» WORK REQUIRED: Only lines containing the string "target" belong in the answer; find them in the records and copy them.

» STUDY MATERIAL:

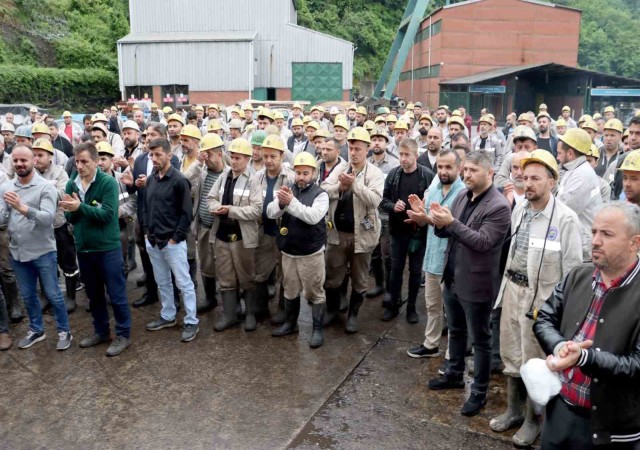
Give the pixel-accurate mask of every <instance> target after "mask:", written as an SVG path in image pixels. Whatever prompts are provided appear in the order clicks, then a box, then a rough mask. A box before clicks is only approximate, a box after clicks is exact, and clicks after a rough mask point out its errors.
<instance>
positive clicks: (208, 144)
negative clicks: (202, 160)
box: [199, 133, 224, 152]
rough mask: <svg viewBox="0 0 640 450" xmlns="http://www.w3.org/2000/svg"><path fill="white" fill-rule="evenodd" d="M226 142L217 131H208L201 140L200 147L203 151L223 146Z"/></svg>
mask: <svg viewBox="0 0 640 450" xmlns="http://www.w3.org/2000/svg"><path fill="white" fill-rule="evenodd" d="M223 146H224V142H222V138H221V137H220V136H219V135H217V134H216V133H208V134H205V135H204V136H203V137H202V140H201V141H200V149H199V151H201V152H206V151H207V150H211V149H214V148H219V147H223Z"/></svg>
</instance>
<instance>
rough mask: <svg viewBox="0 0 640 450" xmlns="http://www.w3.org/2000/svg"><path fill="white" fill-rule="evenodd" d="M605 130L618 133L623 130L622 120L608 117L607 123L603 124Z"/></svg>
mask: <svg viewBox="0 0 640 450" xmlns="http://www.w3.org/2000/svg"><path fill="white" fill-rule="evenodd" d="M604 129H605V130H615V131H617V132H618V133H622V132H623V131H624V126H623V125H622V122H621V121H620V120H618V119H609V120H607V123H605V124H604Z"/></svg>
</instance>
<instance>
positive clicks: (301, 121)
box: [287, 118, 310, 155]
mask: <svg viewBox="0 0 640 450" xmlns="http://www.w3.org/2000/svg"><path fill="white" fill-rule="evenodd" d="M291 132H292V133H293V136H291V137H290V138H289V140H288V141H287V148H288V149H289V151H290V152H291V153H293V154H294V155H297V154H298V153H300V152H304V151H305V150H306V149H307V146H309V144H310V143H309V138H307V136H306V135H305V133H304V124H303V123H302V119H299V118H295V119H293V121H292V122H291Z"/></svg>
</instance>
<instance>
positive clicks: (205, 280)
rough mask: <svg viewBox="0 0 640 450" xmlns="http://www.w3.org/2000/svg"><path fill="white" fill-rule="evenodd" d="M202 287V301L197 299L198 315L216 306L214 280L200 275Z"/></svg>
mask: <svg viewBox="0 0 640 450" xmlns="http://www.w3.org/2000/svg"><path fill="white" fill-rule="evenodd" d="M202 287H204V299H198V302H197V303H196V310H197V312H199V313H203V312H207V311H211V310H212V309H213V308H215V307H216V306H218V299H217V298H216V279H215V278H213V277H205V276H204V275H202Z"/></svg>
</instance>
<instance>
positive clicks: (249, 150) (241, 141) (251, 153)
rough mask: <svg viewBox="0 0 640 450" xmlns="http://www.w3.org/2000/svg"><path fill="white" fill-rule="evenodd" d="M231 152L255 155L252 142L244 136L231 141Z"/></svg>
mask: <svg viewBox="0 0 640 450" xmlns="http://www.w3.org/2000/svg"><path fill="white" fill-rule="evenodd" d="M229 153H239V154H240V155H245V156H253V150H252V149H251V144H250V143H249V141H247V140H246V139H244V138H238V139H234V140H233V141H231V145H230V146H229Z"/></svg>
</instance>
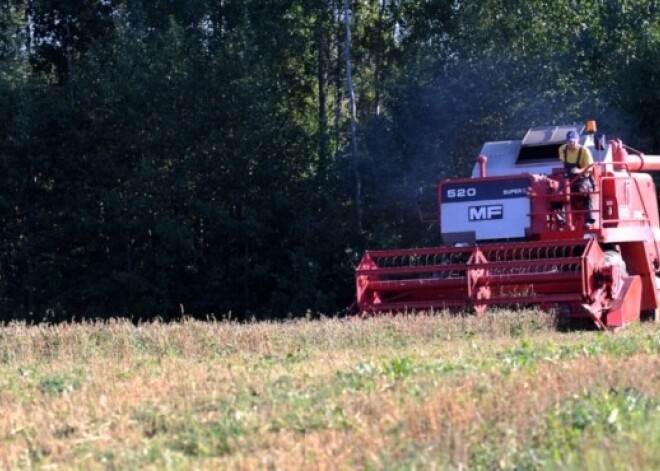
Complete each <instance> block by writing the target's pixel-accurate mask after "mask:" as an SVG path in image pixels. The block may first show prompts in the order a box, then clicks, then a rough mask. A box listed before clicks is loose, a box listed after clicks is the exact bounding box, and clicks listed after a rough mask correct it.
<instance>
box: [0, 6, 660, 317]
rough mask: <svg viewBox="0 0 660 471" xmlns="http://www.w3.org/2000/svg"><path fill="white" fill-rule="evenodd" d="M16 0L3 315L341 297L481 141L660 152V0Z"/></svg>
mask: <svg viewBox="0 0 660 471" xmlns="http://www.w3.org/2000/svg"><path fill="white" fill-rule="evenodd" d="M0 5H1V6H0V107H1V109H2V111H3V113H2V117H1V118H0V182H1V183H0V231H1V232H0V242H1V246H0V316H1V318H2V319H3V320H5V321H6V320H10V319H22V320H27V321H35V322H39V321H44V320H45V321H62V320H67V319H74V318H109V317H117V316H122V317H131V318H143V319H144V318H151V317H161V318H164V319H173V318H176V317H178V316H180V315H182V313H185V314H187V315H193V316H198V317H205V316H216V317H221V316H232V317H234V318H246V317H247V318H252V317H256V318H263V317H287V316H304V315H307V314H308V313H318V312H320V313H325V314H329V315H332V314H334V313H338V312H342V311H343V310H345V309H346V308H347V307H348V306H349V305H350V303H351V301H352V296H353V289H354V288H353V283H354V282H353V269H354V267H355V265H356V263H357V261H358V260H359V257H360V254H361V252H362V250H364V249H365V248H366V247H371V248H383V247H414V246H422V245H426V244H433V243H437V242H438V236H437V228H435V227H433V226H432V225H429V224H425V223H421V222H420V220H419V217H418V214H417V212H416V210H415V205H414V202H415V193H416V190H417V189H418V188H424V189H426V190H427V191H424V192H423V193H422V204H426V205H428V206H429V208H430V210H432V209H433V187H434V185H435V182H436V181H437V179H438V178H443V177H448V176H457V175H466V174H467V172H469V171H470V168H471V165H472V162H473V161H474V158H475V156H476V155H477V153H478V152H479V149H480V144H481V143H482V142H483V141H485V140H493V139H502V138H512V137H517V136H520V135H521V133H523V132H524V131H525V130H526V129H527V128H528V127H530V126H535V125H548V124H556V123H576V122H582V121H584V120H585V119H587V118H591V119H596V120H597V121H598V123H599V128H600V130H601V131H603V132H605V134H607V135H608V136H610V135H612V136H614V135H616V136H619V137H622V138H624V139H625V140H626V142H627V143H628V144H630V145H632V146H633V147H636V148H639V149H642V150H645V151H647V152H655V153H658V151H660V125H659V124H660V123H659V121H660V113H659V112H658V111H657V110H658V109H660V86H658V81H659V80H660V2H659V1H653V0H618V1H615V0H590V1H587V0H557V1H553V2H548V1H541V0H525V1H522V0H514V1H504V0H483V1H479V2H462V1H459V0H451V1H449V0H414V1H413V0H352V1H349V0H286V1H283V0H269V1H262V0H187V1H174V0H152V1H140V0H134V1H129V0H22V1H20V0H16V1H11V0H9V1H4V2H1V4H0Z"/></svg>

» SOLUTION TO THIS PROBLEM:
Give the pixel-accurate mask of every <instance> target after "mask:", written as an SVG path in image pixels. Whatever prompts are provided appear in the order clicks, then a box, then a rough mask. A box before clicks is only approximate, a box after clicks is exact, and clicks after a rough mask point out its errors.
Complete each <instance> block by writing the target's pixel-accurate mask after "mask:" as an SVG path in image pixels. The block may first show prompts in the order a box, then clicks, then a rough mask. A box listed before clicks is loose, a box listed after clicks is the exact bounding box, and clicks listed after a rough mask correct it.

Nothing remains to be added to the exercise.